* [TEXT EXTRACT]:
###
The required confidence threshold for making a call can be changed with, for example,

     --proxy-impute-threshold 0.8

(it is set to 0.95 by default currently).

To give genotype-specific concordances, use the additional option:

     --proxy-genotypic-concordance

then a set of extra fields are append to the plink.proxy.impute output

     F_AA     Frequency of true 'AA' genotype
     I_AA     Proportion imputed for true AA genotype
     C_AA     Concordance rate for true AA genotype
     F_AB     As above, for 'AB' genotype
     ...      ...

That is, for a very rare SNP, overall concordance would be high just by chance, even if none of the rare genotypes were correctly called. This option is therefore useful to get a better picture of imputation performance (when the observed genotype is also available).

In additon, if

     --proxy-show-proxies

is also specified, an extra PROXIES field will appear in plink.proxy.impute showing the specific SNPs selected.
###
* [STORED DATA]:

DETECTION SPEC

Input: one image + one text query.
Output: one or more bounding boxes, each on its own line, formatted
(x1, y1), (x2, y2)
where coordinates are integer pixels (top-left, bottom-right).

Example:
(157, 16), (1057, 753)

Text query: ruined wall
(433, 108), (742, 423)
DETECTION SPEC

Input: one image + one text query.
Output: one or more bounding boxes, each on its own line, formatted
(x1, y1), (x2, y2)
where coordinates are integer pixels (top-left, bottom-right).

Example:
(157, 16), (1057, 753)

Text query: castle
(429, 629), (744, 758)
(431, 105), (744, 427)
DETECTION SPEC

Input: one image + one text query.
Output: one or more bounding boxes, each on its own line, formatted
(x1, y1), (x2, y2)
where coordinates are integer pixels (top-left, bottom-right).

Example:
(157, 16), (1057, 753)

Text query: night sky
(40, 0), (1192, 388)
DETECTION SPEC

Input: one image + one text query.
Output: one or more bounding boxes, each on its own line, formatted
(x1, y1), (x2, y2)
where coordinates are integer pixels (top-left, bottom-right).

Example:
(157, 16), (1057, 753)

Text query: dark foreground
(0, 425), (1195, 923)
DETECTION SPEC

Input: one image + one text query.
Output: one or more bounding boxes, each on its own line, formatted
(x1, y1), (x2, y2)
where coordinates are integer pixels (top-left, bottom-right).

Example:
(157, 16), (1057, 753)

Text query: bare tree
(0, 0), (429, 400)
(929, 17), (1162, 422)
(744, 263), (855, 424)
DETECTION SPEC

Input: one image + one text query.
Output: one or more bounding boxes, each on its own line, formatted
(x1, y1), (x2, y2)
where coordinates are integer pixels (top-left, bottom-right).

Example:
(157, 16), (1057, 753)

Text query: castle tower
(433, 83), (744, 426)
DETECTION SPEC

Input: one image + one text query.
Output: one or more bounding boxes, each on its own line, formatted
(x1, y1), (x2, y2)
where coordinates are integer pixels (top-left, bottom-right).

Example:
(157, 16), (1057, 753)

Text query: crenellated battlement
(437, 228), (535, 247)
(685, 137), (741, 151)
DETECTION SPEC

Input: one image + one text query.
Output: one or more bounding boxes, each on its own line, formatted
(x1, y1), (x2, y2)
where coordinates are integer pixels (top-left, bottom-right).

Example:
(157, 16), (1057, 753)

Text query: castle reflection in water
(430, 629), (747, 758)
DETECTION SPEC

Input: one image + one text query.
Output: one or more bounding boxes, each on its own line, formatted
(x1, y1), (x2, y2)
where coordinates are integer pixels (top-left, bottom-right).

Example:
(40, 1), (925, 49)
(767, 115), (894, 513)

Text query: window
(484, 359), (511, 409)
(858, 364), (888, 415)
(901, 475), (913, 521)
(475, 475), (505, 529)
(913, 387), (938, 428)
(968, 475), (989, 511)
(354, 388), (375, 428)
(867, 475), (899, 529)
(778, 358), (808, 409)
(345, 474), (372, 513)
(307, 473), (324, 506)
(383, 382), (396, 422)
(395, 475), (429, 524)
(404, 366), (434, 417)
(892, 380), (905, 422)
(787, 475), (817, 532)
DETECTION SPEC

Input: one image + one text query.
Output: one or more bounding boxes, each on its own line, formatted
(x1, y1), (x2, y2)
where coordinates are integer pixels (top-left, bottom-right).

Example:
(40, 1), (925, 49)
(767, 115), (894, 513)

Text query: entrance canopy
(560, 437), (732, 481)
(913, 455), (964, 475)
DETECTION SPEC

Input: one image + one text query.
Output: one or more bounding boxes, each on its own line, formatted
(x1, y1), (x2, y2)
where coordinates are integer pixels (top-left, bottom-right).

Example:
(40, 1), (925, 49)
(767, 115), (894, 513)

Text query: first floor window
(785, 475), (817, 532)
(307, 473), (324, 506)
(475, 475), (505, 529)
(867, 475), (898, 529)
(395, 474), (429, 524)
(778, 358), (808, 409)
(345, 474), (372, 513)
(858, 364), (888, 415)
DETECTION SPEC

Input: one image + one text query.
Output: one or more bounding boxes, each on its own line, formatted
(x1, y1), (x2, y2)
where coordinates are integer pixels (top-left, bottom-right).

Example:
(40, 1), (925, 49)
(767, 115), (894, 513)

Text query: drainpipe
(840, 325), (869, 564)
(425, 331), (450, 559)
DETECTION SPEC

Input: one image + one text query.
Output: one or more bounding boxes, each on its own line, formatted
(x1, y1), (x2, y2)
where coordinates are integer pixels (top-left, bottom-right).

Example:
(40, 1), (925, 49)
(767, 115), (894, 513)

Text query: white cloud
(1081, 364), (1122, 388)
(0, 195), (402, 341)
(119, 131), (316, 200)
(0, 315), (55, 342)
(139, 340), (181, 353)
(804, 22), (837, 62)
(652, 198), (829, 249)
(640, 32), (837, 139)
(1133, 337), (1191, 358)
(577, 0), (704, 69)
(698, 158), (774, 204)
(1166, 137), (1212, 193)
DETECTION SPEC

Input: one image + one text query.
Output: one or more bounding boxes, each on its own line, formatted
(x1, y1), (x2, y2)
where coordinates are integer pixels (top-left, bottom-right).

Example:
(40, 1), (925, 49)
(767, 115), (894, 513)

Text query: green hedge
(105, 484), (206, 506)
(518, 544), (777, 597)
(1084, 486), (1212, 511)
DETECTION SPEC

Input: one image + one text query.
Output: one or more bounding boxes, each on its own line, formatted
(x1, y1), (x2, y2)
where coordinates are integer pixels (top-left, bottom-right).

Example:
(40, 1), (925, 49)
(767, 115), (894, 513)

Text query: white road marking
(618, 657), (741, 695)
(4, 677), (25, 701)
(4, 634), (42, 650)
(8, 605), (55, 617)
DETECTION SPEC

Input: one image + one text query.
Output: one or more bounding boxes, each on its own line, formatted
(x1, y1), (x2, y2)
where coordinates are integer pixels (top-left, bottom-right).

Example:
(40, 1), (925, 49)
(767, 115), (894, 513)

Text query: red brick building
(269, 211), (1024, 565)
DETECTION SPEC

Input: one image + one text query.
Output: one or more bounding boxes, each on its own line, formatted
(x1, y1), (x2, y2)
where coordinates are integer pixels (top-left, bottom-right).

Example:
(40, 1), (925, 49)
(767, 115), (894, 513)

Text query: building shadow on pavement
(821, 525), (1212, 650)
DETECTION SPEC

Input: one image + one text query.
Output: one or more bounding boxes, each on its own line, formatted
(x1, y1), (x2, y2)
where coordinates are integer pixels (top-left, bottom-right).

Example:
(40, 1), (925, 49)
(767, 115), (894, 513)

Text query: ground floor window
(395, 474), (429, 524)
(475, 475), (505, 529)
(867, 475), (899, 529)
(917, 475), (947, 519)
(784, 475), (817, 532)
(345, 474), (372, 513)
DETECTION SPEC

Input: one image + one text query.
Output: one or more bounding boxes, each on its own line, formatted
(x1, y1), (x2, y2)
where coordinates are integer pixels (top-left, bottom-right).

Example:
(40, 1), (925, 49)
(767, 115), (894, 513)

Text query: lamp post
###
* [PROBLEM SET]:
1. In the text on proxy imputation options:
(a) What is the default confidence threshold for making a call?
(b) Which option adds genotype-specific concordance fields to the output?
(c) What extra field appears in plink.proxy.impute when --proxy-show-proxies is also given?
2. Could you write a few more sentences that carry on the proxy imputation text from its final sentence?

* [EXERCISE RESPONSES]:
1.
(a) 0.95
(b) --proxy-genotypic-concordance
(c) A PROXIES field, which shows the specific SNPs selected.

2.
To perform imputation and save the dosages (fractional count of 0 to 2 alleles for each genotype), add the --proxy-dosage option;

./plink --bfile merged-1 --proxy-impute all --proxy-dosage

which produces a file

     plink.proxy.impute.dosage

in which each imputed SNP is represented as a row; the fields (which does not have any header row)

     SNP Identifier
     Allele 1 code
     Allele 2 code
     Information content score for SNP
     Allele dosage for first individual in sample
     Allele dosage for second individual in sample
     ...
     Allele dosage for final individual in sample

This file can then be analysed outside of PLINK.

To perform imputation and save the called (most likely) genotypes in a new fileset, add the --make-bed option;

./plink --bfile merged-1 --proxy-impute all --make-bed --out imputed-1

By default, PLINK will only replace genotypes that were missing in the original WGAS sample; to make PLINK re-impute all genotypes (whether they were actually observed or not), add the --proxy-replace flag,

./plink --bfile merged-1 --proxy-impute all --proxy-replace --make-bed --out imputed-1

Note Future versions will do obvious things, like let you generate proxy-impute and proxy-assoc output files in the same run (you can't now).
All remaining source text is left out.